Work instruction:
In the data below, locate each line with the word "jacket" and list it.
** Opening Stored data block **
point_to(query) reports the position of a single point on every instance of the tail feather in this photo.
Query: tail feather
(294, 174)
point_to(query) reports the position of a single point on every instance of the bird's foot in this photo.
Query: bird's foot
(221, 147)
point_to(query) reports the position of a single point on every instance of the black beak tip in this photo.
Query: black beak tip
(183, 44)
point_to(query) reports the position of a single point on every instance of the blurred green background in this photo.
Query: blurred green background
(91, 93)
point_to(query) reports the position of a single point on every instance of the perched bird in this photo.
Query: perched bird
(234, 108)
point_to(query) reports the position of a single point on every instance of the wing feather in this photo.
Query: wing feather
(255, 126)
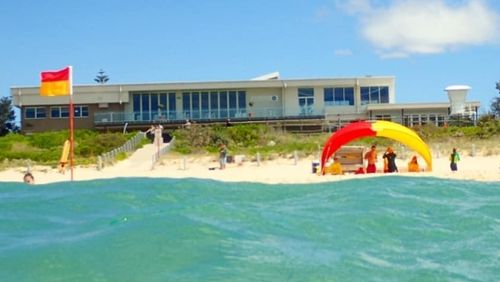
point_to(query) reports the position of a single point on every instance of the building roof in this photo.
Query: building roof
(457, 87)
(416, 106)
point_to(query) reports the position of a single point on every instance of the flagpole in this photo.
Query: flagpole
(71, 122)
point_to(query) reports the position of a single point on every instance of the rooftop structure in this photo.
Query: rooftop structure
(331, 101)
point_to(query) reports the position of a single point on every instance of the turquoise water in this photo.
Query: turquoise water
(137, 229)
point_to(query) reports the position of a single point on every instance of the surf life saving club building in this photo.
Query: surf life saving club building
(326, 102)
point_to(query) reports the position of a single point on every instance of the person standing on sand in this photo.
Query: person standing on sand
(390, 156)
(29, 178)
(158, 133)
(371, 157)
(454, 158)
(222, 155)
(413, 165)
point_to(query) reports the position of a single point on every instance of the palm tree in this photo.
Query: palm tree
(101, 77)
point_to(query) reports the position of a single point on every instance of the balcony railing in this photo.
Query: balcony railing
(201, 115)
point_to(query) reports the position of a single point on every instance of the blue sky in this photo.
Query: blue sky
(426, 44)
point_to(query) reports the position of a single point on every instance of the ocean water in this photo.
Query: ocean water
(138, 229)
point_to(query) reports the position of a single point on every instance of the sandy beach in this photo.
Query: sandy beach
(280, 170)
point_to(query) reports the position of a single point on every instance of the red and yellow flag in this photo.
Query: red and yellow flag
(56, 83)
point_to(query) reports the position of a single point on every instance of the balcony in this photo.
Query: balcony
(147, 117)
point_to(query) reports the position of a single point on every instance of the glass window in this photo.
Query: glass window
(384, 94)
(136, 101)
(365, 95)
(163, 102)
(186, 104)
(214, 105)
(306, 92)
(374, 95)
(223, 104)
(328, 95)
(154, 102)
(81, 111)
(65, 111)
(40, 112)
(339, 96)
(145, 107)
(85, 111)
(242, 100)
(349, 96)
(204, 104)
(195, 100)
(232, 103)
(30, 113)
(55, 112)
(171, 105)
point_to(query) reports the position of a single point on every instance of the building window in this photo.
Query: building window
(59, 112)
(153, 106)
(383, 117)
(339, 96)
(374, 95)
(35, 113)
(306, 101)
(81, 111)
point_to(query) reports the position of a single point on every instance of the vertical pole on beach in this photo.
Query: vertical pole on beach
(71, 122)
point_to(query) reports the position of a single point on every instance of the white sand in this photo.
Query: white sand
(478, 168)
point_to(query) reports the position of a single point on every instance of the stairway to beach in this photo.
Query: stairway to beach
(140, 160)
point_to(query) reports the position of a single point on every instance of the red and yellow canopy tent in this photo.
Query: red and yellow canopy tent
(60, 83)
(380, 128)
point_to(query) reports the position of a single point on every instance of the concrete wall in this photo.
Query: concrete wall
(49, 124)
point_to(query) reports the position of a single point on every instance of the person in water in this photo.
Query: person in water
(390, 157)
(413, 165)
(222, 156)
(335, 168)
(454, 158)
(28, 178)
(371, 157)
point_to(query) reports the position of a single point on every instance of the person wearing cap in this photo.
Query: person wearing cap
(335, 168)
(413, 165)
(371, 158)
(390, 156)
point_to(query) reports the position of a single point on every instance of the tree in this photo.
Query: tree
(101, 77)
(495, 103)
(7, 116)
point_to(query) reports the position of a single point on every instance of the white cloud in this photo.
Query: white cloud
(321, 13)
(343, 52)
(410, 27)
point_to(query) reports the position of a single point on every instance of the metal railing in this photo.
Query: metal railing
(182, 115)
(157, 155)
(129, 146)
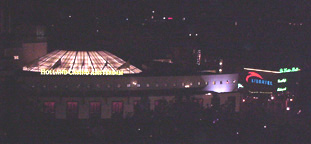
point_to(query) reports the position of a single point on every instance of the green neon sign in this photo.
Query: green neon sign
(284, 80)
(240, 85)
(282, 89)
(286, 70)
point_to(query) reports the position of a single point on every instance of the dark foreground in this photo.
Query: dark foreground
(182, 125)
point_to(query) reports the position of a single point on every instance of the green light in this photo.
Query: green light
(240, 85)
(286, 70)
(284, 80)
(282, 89)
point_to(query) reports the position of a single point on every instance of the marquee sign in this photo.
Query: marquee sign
(258, 79)
(286, 70)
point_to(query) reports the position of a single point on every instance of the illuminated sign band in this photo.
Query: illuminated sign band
(257, 81)
(80, 72)
(286, 70)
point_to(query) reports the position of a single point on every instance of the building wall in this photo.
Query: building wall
(128, 104)
(27, 53)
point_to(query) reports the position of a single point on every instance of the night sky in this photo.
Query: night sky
(261, 34)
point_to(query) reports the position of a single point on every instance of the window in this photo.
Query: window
(94, 107)
(72, 110)
(49, 107)
(117, 107)
(16, 57)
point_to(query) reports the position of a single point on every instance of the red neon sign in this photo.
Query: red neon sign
(253, 74)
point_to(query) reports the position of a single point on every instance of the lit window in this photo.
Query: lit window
(16, 57)
(95, 108)
(49, 107)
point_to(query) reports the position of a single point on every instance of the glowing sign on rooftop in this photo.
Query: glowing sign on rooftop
(286, 70)
(281, 89)
(284, 80)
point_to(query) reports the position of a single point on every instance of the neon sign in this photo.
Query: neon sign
(257, 81)
(80, 72)
(286, 70)
(282, 89)
(284, 80)
(240, 85)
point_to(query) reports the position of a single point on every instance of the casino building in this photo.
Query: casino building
(117, 90)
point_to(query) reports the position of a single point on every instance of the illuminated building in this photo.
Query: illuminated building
(101, 96)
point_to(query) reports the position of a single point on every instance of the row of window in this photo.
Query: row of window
(135, 84)
(72, 108)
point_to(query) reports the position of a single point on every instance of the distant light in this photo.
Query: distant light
(299, 112)
(287, 108)
(16, 57)
(261, 70)
(208, 94)
(134, 83)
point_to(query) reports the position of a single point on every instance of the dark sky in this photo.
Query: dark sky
(261, 33)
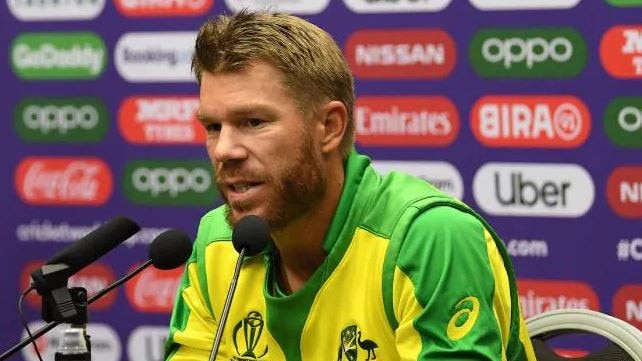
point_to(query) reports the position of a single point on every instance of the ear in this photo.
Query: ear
(333, 125)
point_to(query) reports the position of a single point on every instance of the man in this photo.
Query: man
(362, 267)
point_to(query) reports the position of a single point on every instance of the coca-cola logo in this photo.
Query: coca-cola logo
(63, 181)
(154, 290)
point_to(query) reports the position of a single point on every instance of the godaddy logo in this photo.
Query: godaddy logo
(61, 119)
(623, 121)
(170, 182)
(78, 55)
(537, 52)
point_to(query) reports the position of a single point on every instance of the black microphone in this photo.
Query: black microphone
(250, 236)
(168, 250)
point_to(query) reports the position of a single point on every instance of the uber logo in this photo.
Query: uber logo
(529, 189)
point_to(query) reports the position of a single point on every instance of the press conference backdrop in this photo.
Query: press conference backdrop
(528, 110)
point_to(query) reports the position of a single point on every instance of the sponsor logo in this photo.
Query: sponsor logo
(430, 121)
(396, 6)
(302, 7)
(624, 191)
(533, 189)
(623, 122)
(537, 296)
(147, 8)
(621, 51)
(147, 343)
(401, 54)
(92, 278)
(161, 120)
(58, 55)
(81, 181)
(48, 10)
(105, 344)
(533, 52)
(442, 175)
(543, 121)
(153, 290)
(170, 182)
(627, 304)
(155, 56)
(61, 120)
(523, 4)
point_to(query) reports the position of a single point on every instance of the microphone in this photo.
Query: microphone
(168, 250)
(249, 237)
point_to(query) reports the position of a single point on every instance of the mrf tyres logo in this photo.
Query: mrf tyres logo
(61, 120)
(523, 121)
(401, 54)
(623, 122)
(621, 51)
(170, 182)
(528, 53)
(58, 55)
(533, 189)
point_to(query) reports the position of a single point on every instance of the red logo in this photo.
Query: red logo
(161, 120)
(146, 8)
(93, 278)
(537, 296)
(63, 181)
(557, 121)
(401, 54)
(621, 51)
(154, 290)
(624, 191)
(430, 121)
(627, 304)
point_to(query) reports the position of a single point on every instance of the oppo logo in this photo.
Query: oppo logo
(442, 175)
(155, 56)
(530, 189)
(396, 6)
(549, 121)
(303, 7)
(53, 10)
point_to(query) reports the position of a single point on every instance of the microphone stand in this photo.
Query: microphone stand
(46, 328)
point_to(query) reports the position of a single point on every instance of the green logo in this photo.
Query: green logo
(57, 55)
(624, 3)
(623, 121)
(170, 182)
(528, 53)
(59, 120)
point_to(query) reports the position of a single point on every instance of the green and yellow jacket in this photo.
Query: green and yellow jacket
** Closing Stored data block **
Answer box:
point_to(query) reports the position of a single point on every instance of the green and yellow jacket in this photo.
Query: green and yellow jacket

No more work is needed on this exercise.